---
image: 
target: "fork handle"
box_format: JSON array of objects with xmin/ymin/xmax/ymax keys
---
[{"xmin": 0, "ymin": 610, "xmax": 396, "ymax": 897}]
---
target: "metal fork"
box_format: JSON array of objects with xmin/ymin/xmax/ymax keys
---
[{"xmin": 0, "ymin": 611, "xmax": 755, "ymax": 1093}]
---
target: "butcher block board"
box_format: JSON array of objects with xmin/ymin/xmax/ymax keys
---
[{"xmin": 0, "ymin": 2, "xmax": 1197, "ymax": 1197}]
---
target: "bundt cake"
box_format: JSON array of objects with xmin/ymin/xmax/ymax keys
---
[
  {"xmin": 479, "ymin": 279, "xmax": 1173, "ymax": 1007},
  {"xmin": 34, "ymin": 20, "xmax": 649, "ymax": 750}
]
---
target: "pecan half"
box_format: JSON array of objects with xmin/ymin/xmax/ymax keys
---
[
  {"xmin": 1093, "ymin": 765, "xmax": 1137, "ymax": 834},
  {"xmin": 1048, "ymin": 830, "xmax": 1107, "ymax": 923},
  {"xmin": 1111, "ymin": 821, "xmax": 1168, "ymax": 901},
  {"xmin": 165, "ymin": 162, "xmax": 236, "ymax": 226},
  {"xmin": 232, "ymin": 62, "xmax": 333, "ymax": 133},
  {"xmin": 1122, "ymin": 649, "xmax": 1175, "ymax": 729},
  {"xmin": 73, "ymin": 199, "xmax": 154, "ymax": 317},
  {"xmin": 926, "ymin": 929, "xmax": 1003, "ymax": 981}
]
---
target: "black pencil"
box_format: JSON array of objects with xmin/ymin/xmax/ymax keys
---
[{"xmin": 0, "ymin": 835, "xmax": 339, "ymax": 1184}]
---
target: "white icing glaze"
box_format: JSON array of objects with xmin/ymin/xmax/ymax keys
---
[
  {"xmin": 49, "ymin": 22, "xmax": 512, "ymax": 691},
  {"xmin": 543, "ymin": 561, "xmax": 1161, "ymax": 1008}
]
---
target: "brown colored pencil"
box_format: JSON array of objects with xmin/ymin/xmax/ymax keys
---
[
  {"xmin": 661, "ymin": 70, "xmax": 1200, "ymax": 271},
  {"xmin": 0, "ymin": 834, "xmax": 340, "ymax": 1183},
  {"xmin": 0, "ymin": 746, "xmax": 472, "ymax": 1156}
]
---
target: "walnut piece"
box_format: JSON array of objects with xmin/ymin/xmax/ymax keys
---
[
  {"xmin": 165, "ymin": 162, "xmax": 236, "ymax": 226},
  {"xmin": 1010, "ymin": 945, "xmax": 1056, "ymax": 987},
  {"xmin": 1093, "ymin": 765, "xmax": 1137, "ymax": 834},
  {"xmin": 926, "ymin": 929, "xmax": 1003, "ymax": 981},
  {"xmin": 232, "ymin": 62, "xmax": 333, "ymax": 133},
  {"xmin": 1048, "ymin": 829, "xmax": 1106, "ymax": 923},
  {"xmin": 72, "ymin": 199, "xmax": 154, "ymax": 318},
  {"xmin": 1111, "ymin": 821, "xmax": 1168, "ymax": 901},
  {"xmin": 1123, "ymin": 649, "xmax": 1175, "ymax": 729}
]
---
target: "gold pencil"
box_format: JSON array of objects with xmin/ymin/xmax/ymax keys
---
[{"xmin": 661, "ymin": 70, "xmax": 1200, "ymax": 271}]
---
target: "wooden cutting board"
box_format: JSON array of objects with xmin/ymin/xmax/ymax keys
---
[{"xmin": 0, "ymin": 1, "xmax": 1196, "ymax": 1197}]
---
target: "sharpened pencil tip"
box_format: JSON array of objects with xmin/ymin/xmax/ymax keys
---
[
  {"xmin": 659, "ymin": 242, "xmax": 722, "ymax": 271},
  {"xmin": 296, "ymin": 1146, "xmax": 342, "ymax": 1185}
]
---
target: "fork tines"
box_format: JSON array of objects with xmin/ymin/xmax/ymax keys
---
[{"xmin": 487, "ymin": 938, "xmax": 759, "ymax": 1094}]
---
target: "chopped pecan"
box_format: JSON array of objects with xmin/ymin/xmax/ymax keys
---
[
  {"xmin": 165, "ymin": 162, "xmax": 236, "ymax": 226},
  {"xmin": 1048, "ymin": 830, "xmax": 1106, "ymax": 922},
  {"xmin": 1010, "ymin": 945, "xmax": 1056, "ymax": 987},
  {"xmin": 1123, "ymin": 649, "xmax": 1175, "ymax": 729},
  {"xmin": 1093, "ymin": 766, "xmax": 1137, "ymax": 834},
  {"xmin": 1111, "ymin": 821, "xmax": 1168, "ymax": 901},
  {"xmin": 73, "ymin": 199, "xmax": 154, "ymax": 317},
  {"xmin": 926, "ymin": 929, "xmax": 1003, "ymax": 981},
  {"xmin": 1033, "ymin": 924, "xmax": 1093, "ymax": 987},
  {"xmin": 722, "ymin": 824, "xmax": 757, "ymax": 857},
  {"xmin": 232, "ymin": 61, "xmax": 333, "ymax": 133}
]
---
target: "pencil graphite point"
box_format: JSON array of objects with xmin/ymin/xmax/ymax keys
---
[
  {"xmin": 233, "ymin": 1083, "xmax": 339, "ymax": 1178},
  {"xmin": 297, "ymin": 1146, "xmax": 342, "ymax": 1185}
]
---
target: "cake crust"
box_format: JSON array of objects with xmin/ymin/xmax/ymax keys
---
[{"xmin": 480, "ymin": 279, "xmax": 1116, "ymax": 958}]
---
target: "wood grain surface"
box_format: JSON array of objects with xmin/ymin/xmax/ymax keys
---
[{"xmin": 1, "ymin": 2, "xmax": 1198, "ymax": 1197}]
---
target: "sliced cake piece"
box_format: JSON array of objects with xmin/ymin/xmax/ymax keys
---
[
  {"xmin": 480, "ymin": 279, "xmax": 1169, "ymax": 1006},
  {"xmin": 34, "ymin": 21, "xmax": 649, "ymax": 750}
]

Description of the task -
From top to bottom, please output the material exactly.

Exercise result -
---
image: 
target: "fork handle"
box_format: JSON array of objects with xmin/ymin/xmax/ymax keys
---
[{"xmin": 0, "ymin": 610, "xmax": 396, "ymax": 897}]
---
target: "metal fork"
box_format: JSON array of objects with xmin/ymin/xmax/ymax keys
---
[{"xmin": 0, "ymin": 611, "xmax": 755, "ymax": 1093}]
---
target: "butcher block board"
box_format: JSON array of objects with xmin/ymin/xmax/ymax keys
---
[{"xmin": 0, "ymin": 2, "xmax": 1197, "ymax": 1197}]
---
target: "bundt cake"
box_format: JSON array of objects with xmin/ymin/xmax/ymax keys
---
[
  {"xmin": 479, "ymin": 279, "xmax": 1173, "ymax": 1007},
  {"xmin": 34, "ymin": 20, "xmax": 649, "ymax": 750}
]
---
target: "pecan half"
box_format: JSON array of objects with xmin/ymin/xmax/ymax keys
---
[
  {"xmin": 1093, "ymin": 765, "xmax": 1137, "ymax": 834},
  {"xmin": 1048, "ymin": 830, "xmax": 1107, "ymax": 923},
  {"xmin": 1111, "ymin": 821, "xmax": 1168, "ymax": 901},
  {"xmin": 165, "ymin": 162, "xmax": 236, "ymax": 226},
  {"xmin": 232, "ymin": 62, "xmax": 333, "ymax": 133},
  {"xmin": 1122, "ymin": 649, "xmax": 1175, "ymax": 729},
  {"xmin": 73, "ymin": 199, "xmax": 154, "ymax": 317},
  {"xmin": 926, "ymin": 929, "xmax": 1003, "ymax": 981}
]
---
target: "black pencil"
box_format: JSON array of objects with xmin/ymin/xmax/ymax keys
---
[{"xmin": 0, "ymin": 835, "xmax": 339, "ymax": 1184}]
---
target: "white icing glaze"
box_format: JSON array of objects with xmin/ymin/xmax/ymax keys
---
[
  {"xmin": 49, "ymin": 22, "xmax": 512, "ymax": 691},
  {"xmin": 543, "ymin": 561, "xmax": 1161, "ymax": 1008}
]
---
target: "brown colored pencil"
box_format: JSON array of objects with xmin/ymin/xmax/ymax keys
---
[
  {"xmin": 661, "ymin": 70, "xmax": 1200, "ymax": 271},
  {"xmin": 0, "ymin": 834, "xmax": 340, "ymax": 1183},
  {"xmin": 0, "ymin": 746, "xmax": 472, "ymax": 1156}
]
---
target: "walnut piece"
box_format: JSON array of objects with xmin/ymin/xmax/ymax keys
---
[
  {"xmin": 165, "ymin": 162, "xmax": 236, "ymax": 226},
  {"xmin": 1010, "ymin": 945, "xmax": 1056, "ymax": 987},
  {"xmin": 1093, "ymin": 765, "xmax": 1137, "ymax": 834},
  {"xmin": 926, "ymin": 929, "xmax": 1003, "ymax": 981},
  {"xmin": 232, "ymin": 62, "xmax": 333, "ymax": 133},
  {"xmin": 1048, "ymin": 829, "xmax": 1106, "ymax": 923},
  {"xmin": 72, "ymin": 199, "xmax": 154, "ymax": 318},
  {"xmin": 1111, "ymin": 821, "xmax": 1168, "ymax": 901},
  {"xmin": 1123, "ymin": 649, "xmax": 1175, "ymax": 729}
]
---
target: "gold pencil"
box_format: JSON array of objects with xmin/ymin/xmax/ymax keys
---
[{"xmin": 661, "ymin": 70, "xmax": 1200, "ymax": 271}]
---
target: "wooden cutting board"
box_format: JSON array of objects with xmin/ymin/xmax/ymax keys
---
[{"xmin": 0, "ymin": 1, "xmax": 1196, "ymax": 1197}]
---
target: "sharpened pencil tip"
box_format: JSON array of objects with xmin/ymin/xmax/ymax keys
---
[
  {"xmin": 659, "ymin": 242, "xmax": 722, "ymax": 271},
  {"xmin": 296, "ymin": 1146, "xmax": 342, "ymax": 1185}
]
---
target: "fork tines"
box_format: JSON array of objects with xmin/ymin/xmax/ymax keys
---
[{"xmin": 487, "ymin": 938, "xmax": 759, "ymax": 1094}]
---
target: "chopped pecan"
box_format: JSON array of objects with xmin/ymin/xmax/ymax keys
---
[
  {"xmin": 165, "ymin": 162, "xmax": 236, "ymax": 226},
  {"xmin": 1048, "ymin": 830, "xmax": 1106, "ymax": 922},
  {"xmin": 1010, "ymin": 945, "xmax": 1056, "ymax": 987},
  {"xmin": 1123, "ymin": 649, "xmax": 1175, "ymax": 729},
  {"xmin": 1093, "ymin": 766, "xmax": 1137, "ymax": 834},
  {"xmin": 1111, "ymin": 821, "xmax": 1168, "ymax": 901},
  {"xmin": 73, "ymin": 199, "xmax": 154, "ymax": 317},
  {"xmin": 926, "ymin": 929, "xmax": 1003, "ymax": 981},
  {"xmin": 1033, "ymin": 924, "xmax": 1093, "ymax": 987},
  {"xmin": 722, "ymin": 824, "xmax": 757, "ymax": 857},
  {"xmin": 232, "ymin": 61, "xmax": 333, "ymax": 133}
]
---
target: "pencil graphite point"
box_format: JSON array of objects with xmin/ymin/xmax/ymax keys
---
[
  {"xmin": 233, "ymin": 1083, "xmax": 339, "ymax": 1178},
  {"xmin": 297, "ymin": 1146, "xmax": 342, "ymax": 1185}
]
---
target: "cake crust"
box_format: JSON array of objects with xmin/ymin/xmax/ymax keys
---
[{"xmin": 480, "ymin": 279, "xmax": 1116, "ymax": 958}]
---
target: "wood grain surface"
box_format: JSON array of objects with xmin/ymin/xmax/ymax keys
---
[{"xmin": 1, "ymin": 2, "xmax": 1198, "ymax": 1197}]
---
target: "sliced cake piece"
box_format: JSON array of objects with xmin/ymin/xmax/ymax keys
---
[
  {"xmin": 480, "ymin": 279, "xmax": 1169, "ymax": 1006},
  {"xmin": 34, "ymin": 21, "xmax": 649, "ymax": 750}
]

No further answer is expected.